Исходный текст
********************
Есть в монархии особая привлекательность, особое обаяние, способное подчинять себе сердца людей даже борющихся с ней. В этом смысле очень показателен рассказ Ивана Солоневича о двух своих приятелях студентах (оба члены революционных партий, один польской национальной, другой социалистической). Во время празднования 300-летия царствования дома Романовых Иван Солоневич и эти два студента оказались в С.-Петербурге свидетелями проезда государя и восторженного приветствия его народом, с криками «ура». Увидев государя, студенты позабыли, по-видимому, все свои предубеждения относительно царской власти и с ликованием возглашали русское «ура» проезжавшему императору. Сработала какая-то метафизическая, таинственная сила обаяния Помазанника Божия, неизъяснимая человеческим языком. Личность — это вообще всегда тайна, постичь которую до конца нет никакой возможности, тем более личность Помазанника Божия, сердце которого в «руце Божией».
********************
Предоставленные материалы
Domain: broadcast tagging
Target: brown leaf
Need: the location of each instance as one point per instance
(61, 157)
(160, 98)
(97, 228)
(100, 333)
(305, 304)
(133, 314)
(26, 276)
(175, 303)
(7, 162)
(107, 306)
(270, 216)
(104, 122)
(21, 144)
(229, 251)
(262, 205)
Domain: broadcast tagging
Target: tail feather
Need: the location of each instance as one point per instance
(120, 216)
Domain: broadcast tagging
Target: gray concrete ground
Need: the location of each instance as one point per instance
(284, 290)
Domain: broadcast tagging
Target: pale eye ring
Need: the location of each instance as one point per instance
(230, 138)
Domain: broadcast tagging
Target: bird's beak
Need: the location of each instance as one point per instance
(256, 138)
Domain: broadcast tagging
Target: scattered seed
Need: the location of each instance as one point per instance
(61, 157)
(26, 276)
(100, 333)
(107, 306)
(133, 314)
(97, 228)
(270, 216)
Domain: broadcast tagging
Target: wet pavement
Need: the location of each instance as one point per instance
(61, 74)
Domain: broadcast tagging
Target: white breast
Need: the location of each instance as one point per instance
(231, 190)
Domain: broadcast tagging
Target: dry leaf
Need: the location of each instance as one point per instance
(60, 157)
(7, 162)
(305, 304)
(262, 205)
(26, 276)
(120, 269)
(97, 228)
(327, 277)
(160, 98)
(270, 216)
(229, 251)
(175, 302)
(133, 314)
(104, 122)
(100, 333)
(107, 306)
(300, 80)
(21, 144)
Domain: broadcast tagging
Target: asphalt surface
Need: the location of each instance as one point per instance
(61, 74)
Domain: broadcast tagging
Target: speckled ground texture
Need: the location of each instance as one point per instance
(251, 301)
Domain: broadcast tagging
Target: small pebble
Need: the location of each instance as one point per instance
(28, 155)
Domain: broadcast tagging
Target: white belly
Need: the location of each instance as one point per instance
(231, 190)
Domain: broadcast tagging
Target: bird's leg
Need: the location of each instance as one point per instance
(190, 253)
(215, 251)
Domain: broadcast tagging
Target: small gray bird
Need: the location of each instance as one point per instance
********************
Задание
Какое празднование проходило, когда Иван Солоневич и два студента, по словам исходного текста, видели проезд государя в С.-Петербурге?

Письменный ответ
Празднование 300-летия царствования дома Романовых.